* EXERCISE DIRECTIONS
Extract the lines up to and including the one that contains "the brown speckled egg", starting with the first line of the entries below, and omit the pictures.

Stored data:
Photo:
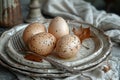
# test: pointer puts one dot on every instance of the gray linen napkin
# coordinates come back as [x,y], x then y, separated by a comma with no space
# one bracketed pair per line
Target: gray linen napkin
[83,11]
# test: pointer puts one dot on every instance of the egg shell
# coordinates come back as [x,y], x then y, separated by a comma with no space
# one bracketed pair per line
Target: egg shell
[58,27]
[42,43]
[32,29]
[67,46]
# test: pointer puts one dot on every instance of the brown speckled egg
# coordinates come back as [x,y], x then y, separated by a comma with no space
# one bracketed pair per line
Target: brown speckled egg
[58,27]
[42,43]
[32,29]
[67,46]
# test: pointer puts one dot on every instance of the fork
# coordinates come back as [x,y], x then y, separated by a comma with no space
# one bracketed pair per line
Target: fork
[18,45]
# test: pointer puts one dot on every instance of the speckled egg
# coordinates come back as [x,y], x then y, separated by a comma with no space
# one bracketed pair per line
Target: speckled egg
[58,27]
[31,30]
[42,43]
[67,46]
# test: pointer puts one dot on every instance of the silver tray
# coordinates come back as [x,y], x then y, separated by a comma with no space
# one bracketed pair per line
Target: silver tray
[92,60]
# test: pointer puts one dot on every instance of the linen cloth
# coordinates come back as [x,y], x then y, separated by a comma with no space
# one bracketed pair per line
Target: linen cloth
[84,11]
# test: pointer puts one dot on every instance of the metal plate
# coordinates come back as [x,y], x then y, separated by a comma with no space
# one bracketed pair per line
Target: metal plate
[84,66]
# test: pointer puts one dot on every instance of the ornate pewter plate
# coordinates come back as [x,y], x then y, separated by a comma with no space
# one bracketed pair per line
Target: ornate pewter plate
[94,44]
[88,65]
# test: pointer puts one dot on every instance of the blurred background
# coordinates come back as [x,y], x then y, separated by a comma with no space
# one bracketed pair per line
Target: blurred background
[110,6]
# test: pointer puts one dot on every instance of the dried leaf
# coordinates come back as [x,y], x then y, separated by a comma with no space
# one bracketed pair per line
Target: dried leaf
[82,33]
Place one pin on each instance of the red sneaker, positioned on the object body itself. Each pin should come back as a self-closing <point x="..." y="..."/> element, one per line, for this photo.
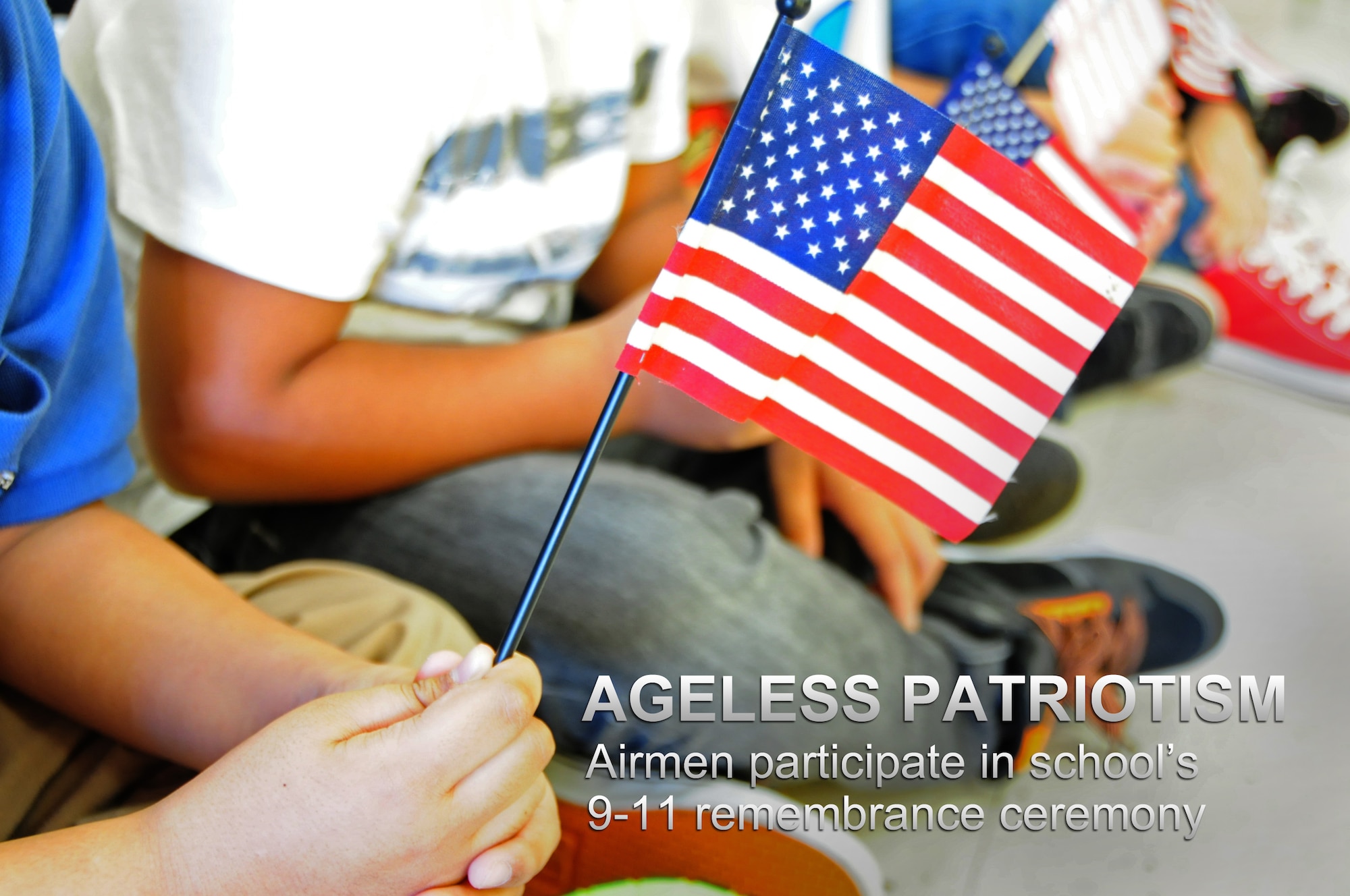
<point x="1289" y="307"/>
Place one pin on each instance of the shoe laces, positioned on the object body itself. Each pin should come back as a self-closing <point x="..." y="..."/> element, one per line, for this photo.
<point x="1293" y="261"/>
<point x="1090" y="642"/>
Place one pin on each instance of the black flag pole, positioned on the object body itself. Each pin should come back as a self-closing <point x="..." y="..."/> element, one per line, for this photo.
<point x="792" y="11"/>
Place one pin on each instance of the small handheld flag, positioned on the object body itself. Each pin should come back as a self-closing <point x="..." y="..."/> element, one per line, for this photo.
<point x="875" y="285"/>
<point x="1106" y="56"/>
<point x="981" y="102"/>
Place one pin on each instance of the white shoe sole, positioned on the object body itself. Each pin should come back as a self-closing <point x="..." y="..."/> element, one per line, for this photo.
<point x="1245" y="361"/>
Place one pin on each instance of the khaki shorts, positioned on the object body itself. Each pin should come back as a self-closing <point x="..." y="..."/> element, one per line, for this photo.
<point x="56" y="773"/>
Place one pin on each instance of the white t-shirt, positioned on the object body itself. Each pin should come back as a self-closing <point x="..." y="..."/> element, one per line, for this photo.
<point x="457" y="164"/>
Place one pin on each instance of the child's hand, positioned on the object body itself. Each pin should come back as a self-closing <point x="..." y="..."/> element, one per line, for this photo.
<point x="394" y="790"/>
<point x="1232" y="169"/>
<point x="902" y="550"/>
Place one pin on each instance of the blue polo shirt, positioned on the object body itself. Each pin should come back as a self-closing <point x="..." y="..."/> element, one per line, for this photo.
<point x="68" y="396"/>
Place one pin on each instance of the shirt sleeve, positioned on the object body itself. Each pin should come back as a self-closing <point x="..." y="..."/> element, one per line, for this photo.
<point x="263" y="137"/>
<point x="67" y="374"/>
<point x="659" y="121"/>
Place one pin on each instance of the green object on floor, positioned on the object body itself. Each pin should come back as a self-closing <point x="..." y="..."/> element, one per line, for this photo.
<point x="654" y="887"/>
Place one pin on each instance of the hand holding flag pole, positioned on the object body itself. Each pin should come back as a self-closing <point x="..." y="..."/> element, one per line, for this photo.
<point x="789" y="11"/>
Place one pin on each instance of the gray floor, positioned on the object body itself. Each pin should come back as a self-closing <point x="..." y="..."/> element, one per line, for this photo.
<point x="1247" y="489"/>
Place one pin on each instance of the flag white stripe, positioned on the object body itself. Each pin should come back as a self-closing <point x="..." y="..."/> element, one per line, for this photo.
<point x="944" y="366"/>
<point x="641" y="335"/>
<point x="772" y="268"/>
<point x="1083" y="196"/>
<point x="874" y="445"/>
<point x="711" y="358"/>
<point x="1000" y="276"/>
<point x="975" y="323"/>
<point x="1031" y="231"/>
<point x="735" y="310"/>
<point x="907" y="404"/>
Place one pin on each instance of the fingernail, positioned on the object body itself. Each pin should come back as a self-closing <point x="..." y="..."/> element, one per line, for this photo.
<point x="475" y="666"/>
<point x="489" y="874"/>
<point x="439" y="663"/>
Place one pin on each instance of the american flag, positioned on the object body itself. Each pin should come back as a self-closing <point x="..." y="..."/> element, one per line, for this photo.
<point x="880" y="288"/>
<point x="1106" y="56"/>
<point x="989" y="109"/>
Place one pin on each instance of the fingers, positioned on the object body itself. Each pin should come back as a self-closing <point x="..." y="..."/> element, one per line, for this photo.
<point x="518" y="860"/>
<point x="794" y="477"/>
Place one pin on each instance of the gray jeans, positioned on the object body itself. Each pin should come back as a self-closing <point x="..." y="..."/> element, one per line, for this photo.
<point x="657" y="577"/>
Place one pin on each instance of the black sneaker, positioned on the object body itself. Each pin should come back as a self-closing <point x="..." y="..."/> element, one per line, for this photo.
<point x="1081" y="616"/>
<point x="1170" y="320"/>
<point x="1040" y="491"/>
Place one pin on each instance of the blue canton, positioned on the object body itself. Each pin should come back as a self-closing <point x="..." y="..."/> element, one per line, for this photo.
<point x="830" y="155"/>
<point x="990" y="110"/>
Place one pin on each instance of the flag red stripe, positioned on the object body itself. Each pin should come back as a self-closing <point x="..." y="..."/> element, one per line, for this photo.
<point x="955" y="342"/>
<point x="983" y="298"/>
<point x="966" y="152"/>
<point x="927" y="385"/>
<point x="726" y="335"/>
<point x="897" y="428"/>
<point x="765" y="295"/>
<point x="699" y="384"/>
<point x="1016" y="254"/>
<point x="929" y="509"/>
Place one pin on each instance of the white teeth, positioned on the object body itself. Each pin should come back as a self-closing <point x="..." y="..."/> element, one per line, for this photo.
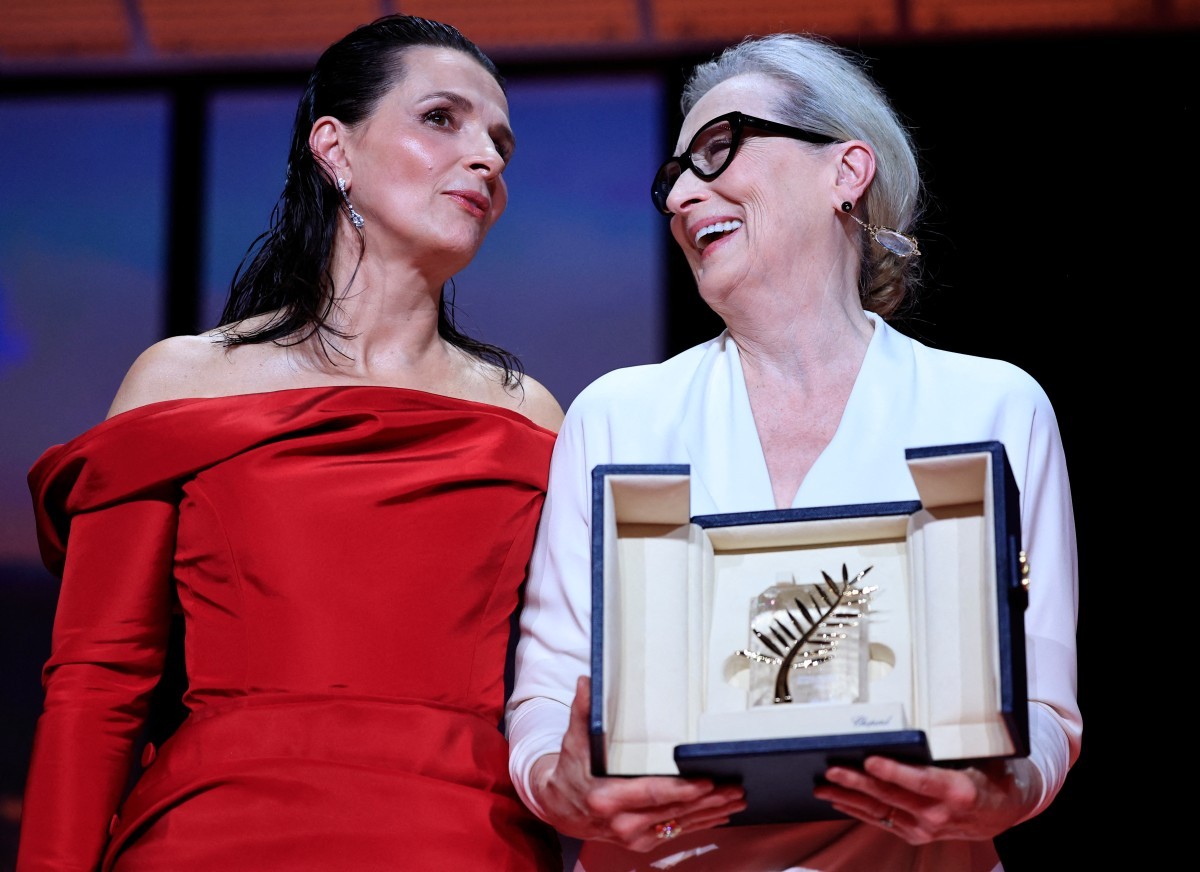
<point x="719" y="227"/>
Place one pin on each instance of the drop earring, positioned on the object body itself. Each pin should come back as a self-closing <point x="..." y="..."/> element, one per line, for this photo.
<point x="899" y="244"/>
<point x="355" y="218"/>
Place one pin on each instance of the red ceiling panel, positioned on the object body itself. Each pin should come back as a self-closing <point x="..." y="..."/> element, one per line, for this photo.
<point x="251" y="26"/>
<point x="727" y="22"/>
<point x="535" y="23"/>
<point x="64" y="28"/>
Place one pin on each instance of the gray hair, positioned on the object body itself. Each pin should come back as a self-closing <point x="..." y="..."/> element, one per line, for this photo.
<point x="828" y="90"/>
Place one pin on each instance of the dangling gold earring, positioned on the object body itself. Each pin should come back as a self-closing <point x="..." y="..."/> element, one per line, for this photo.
<point x="899" y="244"/>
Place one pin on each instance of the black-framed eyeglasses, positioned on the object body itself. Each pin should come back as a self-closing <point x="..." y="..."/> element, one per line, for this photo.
<point x="713" y="149"/>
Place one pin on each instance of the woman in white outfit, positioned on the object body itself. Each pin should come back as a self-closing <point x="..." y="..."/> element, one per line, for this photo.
<point x="793" y="194"/>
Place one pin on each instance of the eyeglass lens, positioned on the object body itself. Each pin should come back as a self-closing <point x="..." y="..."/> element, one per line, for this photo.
<point x="708" y="154"/>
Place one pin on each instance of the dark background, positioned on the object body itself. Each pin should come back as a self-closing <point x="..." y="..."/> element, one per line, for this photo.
<point x="1060" y="179"/>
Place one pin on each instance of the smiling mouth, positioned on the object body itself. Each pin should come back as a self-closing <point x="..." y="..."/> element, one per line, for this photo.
<point x="474" y="202"/>
<point x="707" y="235"/>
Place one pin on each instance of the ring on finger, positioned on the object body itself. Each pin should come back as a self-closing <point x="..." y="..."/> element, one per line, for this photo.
<point x="667" y="829"/>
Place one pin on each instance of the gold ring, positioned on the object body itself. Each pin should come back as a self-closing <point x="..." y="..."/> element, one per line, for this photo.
<point x="667" y="829"/>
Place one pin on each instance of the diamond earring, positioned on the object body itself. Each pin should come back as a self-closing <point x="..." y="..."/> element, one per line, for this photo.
<point x="355" y="218"/>
<point x="899" y="244"/>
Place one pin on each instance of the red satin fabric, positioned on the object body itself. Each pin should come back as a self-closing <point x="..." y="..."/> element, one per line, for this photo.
<point x="347" y="561"/>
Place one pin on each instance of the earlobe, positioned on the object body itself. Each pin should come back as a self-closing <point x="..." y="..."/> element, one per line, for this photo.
<point x="856" y="169"/>
<point x="327" y="145"/>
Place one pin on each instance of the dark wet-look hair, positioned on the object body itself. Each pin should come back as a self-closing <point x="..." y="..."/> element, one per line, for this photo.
<point x="286" y="269"/>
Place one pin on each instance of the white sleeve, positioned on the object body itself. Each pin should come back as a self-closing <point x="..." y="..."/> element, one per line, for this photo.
<point x="555" y="645"/>
<point x="1051" y="618"/>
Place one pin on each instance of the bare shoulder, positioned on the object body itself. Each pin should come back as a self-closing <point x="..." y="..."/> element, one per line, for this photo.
<point x="540" y="406"/>
<point x="172" y="368"/>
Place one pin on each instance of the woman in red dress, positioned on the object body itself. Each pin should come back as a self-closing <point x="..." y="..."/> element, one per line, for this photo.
<point x="337" y="492"/>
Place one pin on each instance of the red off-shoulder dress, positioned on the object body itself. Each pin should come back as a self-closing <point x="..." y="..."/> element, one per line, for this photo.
<point x="346" y="561"/>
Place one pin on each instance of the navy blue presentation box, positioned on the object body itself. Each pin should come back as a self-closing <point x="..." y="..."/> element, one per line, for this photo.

* ANSWER TO THIS EXERCISE
Photo:
# test: pointer puts one dot on every instance of the gray linen napkin
# coordinates come back as [x,y], x then y, separated by a comma with no space
# one bracketed pair per line
Target: gray linen napkin
[83,11]
# test: pointer puts one dot on every instance of the egg shell
# coordinates come back as [x,y], x then y, separated by a comma with no space
# one bracketed pair per line
Target: egg shell
[58,27]
[42,43]
[32,29]
[67,46]
# test: pointer puts one dot on every instance of the brown speckled egg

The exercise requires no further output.